>> Begin
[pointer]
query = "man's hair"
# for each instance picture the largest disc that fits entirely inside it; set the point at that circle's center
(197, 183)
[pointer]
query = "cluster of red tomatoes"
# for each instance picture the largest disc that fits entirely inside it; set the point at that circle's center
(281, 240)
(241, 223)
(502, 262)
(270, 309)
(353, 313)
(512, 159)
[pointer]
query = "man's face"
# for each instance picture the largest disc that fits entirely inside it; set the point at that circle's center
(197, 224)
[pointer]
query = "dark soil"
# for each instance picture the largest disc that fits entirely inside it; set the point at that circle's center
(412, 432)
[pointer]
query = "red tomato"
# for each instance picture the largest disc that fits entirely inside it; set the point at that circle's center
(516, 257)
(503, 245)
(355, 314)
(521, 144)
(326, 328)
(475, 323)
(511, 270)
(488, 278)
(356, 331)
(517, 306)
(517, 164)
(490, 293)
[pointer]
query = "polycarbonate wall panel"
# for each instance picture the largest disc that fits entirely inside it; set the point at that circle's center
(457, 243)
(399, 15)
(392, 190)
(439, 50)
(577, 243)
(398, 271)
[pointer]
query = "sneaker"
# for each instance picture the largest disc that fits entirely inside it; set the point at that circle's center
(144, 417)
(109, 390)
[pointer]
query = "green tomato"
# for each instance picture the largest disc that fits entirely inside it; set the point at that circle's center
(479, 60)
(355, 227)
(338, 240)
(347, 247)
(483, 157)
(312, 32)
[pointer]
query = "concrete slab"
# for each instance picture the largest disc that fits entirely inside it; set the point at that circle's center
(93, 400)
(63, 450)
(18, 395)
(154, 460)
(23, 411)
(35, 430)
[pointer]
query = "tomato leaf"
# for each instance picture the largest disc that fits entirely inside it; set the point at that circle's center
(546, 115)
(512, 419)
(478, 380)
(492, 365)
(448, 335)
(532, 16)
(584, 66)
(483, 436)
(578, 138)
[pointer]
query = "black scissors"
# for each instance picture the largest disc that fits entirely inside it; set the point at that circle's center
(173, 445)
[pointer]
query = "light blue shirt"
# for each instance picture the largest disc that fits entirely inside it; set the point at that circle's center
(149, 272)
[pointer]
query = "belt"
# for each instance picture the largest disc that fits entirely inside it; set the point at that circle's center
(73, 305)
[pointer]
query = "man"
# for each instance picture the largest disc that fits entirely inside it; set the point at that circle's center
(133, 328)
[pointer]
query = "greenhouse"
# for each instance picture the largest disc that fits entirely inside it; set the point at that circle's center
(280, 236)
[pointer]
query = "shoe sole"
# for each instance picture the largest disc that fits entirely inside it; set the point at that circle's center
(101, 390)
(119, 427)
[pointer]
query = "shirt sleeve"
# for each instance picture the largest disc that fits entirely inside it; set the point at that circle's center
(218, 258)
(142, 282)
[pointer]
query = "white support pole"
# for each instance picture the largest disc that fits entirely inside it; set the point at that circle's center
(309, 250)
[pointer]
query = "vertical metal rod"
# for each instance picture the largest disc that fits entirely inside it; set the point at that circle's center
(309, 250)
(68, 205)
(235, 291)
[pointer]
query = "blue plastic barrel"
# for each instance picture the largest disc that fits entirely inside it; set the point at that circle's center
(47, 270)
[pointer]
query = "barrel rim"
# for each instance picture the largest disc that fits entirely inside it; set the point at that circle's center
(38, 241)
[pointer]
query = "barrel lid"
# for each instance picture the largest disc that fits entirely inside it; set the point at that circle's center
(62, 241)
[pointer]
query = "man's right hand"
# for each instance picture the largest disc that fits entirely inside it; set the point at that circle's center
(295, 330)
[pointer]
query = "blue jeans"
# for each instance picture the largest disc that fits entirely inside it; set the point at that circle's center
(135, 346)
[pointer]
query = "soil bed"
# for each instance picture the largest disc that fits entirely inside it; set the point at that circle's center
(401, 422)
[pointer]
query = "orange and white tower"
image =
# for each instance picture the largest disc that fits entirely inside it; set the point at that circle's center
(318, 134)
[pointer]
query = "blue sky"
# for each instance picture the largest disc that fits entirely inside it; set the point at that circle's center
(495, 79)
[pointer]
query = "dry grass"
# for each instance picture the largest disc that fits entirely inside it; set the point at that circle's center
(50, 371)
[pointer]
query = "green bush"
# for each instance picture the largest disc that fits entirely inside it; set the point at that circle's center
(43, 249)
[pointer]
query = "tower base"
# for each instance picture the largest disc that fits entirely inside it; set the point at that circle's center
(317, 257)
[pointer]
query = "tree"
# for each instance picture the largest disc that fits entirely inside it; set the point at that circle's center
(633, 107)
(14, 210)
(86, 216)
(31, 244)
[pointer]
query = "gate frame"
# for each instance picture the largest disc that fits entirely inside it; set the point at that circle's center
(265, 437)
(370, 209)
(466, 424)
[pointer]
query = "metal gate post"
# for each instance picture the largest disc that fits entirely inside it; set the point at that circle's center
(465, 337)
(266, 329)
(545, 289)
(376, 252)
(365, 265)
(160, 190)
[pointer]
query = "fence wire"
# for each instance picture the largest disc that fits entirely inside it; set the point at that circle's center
>> End
Work required: Select every line of the items above that contains the word "gate", matching case exactly.

Answer below:
query = "gate frame"
query = "metal gate post"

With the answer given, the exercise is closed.